● DATA RECORDS:
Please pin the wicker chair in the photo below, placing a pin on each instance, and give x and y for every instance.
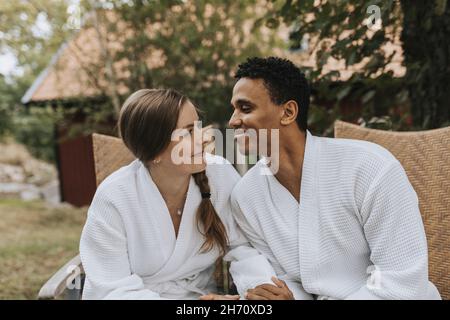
(425, 155)
(67, 283)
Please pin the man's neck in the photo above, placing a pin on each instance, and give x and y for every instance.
(291, 155)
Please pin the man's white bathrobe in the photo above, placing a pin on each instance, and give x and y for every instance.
(128, 246)
(356, 233)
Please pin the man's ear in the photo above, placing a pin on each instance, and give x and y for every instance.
(290, 112)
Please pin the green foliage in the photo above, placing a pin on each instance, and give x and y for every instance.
(427, 51)
(197, 44)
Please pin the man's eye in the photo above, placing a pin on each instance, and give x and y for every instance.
(245, 108)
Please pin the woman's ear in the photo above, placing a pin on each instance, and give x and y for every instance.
(290, 112)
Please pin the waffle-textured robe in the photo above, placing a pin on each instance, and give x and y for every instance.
(356, 232)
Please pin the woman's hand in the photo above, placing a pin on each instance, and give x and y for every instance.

● EXERCISE DESCRIPTION: Reply with exactly the lines above from the one that contains "Please pin the man's neck" through the final line of the material, and with nothing else.

● EXERCISE ANSWER:
Please pin the man's neck in the photo above, placing a pin on each instance, and give x and y for every instance.
(291, 155)
Please pin the man's white bathrobe in the photo above, placing a pin on each instance, and give x and y for every instance.
(128, 246)
(356, 233)
Please pin the man's ear in the photo above, placing a pin on each instance, and give x and y for every instance.
(290, 112)
Please pin the green foliage in the photo above, placing a pin on each instance, and give x and y for every instance.
(427, 51)
(197, 44)
Please pin the man's eye in the photo above, placing a pin on each instance, and give x and y for every instance.
(245, 108)
Please pin the woman's ear in the photo above, placing a pin on each instance, and give x and y for every instance.
(290, 112)
Please pin the waffle-textured robe in the photo above, placing a pin on each instance, and give x and y for every instance.
(356, 232)
Please pin the woman's hand in the photo above, placing a pin on each instance, and give x and y for every instance.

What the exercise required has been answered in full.